# EXERCISE DESCRIPTION:
Each line holding the word "lantern" must appear in the answer, copied from the entries.

# SOURCE MATERIAL:
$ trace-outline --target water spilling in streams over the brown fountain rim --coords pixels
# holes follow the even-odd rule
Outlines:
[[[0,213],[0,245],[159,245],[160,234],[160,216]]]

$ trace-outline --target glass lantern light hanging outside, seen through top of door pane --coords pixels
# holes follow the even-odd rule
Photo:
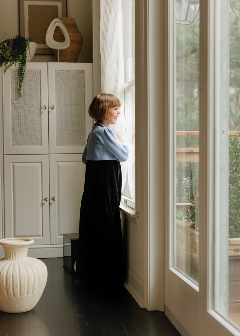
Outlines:
[[[176,23],[190,25],[199,12],[200,0],[175,0]]]

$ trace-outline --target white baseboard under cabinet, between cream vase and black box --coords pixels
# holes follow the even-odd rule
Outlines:
[[[63,244],[29,246],[28,256],[32,258],[61,258]]]

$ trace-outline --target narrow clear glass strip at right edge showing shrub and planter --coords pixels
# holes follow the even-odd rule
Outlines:
[[[229,318],[240,326],[240,2],[229,6]]]

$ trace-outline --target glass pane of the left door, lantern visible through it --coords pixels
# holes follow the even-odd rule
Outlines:
[[[198,283],[199,1],[175,0],[172,14],[175,147],[172,266]]]

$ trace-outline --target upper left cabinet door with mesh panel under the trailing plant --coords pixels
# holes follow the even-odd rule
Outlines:
[[[4,154],[48,154],[47,63],[27,63],[21,98],[17,68],[3,78]]]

# TASK ANSWER:
$ trace-outline --target glass lantern light hanging outside, seen through top of door pane --coords pixels
$ trace-outline --target glass pane of the left door, lantern visible through it --coords pixels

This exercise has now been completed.